## start Items

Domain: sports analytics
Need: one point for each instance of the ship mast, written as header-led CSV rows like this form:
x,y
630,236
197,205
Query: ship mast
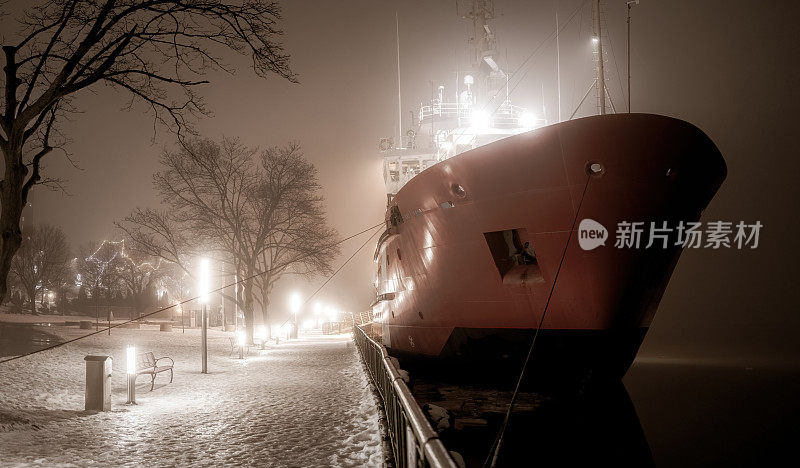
x,y
600,83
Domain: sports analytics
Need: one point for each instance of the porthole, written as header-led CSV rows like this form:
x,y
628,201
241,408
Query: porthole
x,y
594,168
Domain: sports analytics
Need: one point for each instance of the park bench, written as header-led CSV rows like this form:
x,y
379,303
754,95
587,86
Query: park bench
x,y
147,363
235,346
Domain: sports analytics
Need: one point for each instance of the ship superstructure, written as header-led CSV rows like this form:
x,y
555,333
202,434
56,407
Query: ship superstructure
x,y
475,112
480,252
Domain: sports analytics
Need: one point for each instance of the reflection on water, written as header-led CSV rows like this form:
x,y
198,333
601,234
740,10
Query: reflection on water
x,y
717,415
597,429
19,338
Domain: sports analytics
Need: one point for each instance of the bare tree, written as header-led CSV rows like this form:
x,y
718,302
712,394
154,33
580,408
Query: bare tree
x,y
42,261
299,240
248,209
158,51
99,267
139,273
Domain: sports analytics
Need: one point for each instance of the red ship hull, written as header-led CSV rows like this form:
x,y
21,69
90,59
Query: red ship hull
x,y
451,287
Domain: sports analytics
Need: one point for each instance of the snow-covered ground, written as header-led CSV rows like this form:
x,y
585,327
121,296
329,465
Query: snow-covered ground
x,y
300,403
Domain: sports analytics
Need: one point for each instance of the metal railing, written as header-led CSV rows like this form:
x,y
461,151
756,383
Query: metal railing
x,y
413,440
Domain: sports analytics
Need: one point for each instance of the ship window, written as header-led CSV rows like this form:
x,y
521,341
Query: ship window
x,y
458,190
514,256
395,218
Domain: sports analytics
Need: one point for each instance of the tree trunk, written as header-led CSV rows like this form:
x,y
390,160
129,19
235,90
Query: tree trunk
x,y
265,310
11,206
248,309
32,297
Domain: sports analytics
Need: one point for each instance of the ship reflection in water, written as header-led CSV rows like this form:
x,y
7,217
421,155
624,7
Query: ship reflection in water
x,y
598,429
666,412
698,413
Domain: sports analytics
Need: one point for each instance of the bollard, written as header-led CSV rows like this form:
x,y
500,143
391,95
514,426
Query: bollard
x,y
131,368
98,382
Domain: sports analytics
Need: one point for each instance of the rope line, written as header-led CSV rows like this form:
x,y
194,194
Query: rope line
x,y
108,328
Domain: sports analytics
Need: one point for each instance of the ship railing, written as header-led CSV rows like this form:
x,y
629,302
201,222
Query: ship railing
x,y
445,110
414,442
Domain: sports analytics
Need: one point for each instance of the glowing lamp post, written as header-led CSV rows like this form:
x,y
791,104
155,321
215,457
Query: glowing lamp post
x,y
131,370
203,287
261,334
294,305
241,339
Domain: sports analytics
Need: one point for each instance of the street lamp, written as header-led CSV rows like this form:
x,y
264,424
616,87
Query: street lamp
x,y
203,282
317,313
241,339
295,302
131,371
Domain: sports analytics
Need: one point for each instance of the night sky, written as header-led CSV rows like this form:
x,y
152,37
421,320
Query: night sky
x,y
728,67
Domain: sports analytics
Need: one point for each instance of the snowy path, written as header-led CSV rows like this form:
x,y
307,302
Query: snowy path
x,y
302,403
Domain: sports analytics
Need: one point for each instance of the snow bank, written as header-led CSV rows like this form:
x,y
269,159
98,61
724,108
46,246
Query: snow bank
x,y
301,403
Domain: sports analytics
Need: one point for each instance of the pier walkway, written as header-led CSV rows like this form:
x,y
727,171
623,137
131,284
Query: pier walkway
x,y
305,402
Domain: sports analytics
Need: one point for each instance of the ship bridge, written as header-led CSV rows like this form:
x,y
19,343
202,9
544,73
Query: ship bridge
x,y
446,129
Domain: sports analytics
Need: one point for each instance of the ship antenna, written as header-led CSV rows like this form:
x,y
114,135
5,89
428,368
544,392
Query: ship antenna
x,y
558,65
629,4
399,140
600,84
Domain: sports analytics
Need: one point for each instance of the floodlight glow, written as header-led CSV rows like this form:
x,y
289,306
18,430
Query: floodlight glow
x,y
131,359
527,120
332,313
204,280
479,119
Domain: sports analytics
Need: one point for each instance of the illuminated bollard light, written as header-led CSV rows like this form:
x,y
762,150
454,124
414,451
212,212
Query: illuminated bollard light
x,y
261,335
131,368
98,383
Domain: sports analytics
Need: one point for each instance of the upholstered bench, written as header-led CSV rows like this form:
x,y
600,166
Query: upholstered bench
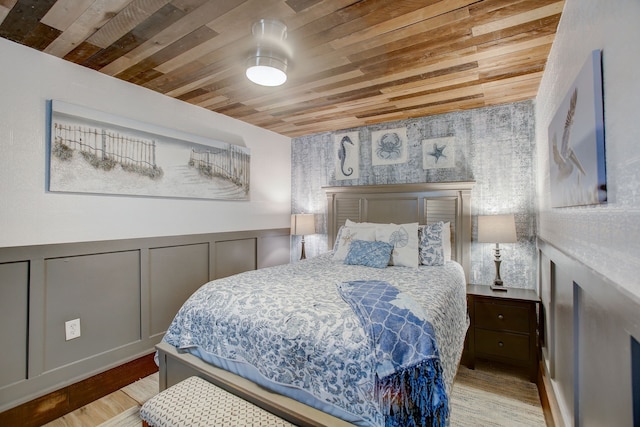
x,y
196,402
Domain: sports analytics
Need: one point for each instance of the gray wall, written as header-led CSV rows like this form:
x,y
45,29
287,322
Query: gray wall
x,y
495,148
603,238
125,293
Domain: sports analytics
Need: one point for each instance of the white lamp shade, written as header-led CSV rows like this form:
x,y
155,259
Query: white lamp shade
x,y
497,229
303,224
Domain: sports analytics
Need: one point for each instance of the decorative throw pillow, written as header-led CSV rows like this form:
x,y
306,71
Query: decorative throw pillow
x,y
369,254
348,235
431,244
404,239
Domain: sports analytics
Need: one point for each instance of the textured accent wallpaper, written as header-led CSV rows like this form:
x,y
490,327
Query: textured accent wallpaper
x,y
493,146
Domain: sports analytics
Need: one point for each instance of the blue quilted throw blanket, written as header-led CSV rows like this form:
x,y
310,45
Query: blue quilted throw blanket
x,y
409,383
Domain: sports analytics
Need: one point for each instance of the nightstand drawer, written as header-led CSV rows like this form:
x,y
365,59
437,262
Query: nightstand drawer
x,y
502,344
502,317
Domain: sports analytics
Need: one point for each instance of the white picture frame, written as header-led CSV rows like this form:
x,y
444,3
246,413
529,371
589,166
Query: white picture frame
x,y
389,146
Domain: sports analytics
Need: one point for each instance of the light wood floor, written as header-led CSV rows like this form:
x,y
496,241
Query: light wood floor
x,y
486,396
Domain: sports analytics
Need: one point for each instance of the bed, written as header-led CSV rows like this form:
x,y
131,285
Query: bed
x,y
301,310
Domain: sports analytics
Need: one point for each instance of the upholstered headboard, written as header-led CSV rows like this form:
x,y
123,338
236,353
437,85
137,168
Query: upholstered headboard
x,y
424,203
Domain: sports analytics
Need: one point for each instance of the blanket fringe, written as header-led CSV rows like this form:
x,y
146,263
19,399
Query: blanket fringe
x,y
414,396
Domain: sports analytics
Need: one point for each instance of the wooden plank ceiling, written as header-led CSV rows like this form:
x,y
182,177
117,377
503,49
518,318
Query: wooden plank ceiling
x,y
353,62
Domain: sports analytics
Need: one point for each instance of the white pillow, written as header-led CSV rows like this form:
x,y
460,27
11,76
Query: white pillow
x,y
349,234
404,239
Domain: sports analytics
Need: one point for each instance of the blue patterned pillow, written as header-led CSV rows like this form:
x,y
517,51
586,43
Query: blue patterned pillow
x,y
431,246
369,254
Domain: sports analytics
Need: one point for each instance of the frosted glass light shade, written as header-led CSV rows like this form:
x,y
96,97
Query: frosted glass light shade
x,y
266,75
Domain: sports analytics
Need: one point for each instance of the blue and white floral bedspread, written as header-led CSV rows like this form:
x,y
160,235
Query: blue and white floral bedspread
x,y
292,325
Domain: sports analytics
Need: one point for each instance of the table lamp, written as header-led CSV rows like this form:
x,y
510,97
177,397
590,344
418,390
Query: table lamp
x,y
497,229
301,225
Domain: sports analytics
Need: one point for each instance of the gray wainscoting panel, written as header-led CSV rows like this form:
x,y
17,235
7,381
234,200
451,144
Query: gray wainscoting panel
x,y
604,394
125,293
590,323
272,250
175,273
103,291
235,256
14,304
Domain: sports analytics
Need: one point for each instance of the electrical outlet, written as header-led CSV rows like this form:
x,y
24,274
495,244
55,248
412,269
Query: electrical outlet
x,y
72,329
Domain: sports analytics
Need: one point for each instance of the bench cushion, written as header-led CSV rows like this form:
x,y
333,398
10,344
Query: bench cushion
x,y
196,402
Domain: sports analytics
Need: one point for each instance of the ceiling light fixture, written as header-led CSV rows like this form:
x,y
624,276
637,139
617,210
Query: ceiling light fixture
x,y
267,65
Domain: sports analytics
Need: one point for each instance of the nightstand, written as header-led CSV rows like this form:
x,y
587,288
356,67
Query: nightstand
x,y
504,327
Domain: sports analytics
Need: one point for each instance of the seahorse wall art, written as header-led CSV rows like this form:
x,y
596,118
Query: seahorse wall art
x,y
347,146
342,155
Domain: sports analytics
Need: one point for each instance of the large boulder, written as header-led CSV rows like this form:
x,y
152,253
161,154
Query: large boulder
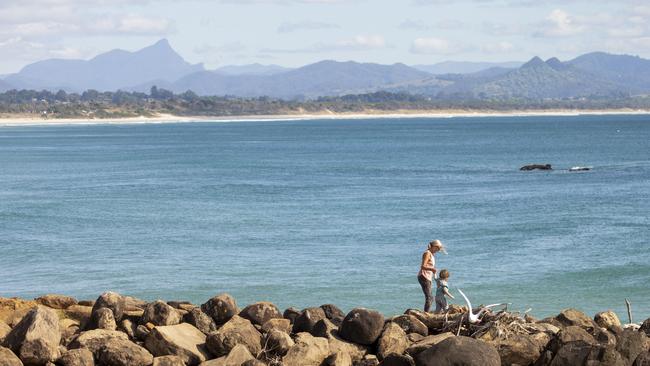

## end Items

» **Task description**: How many lines in the rows above contain the string "mast"? Reply with the number only.

» **Reply**: 2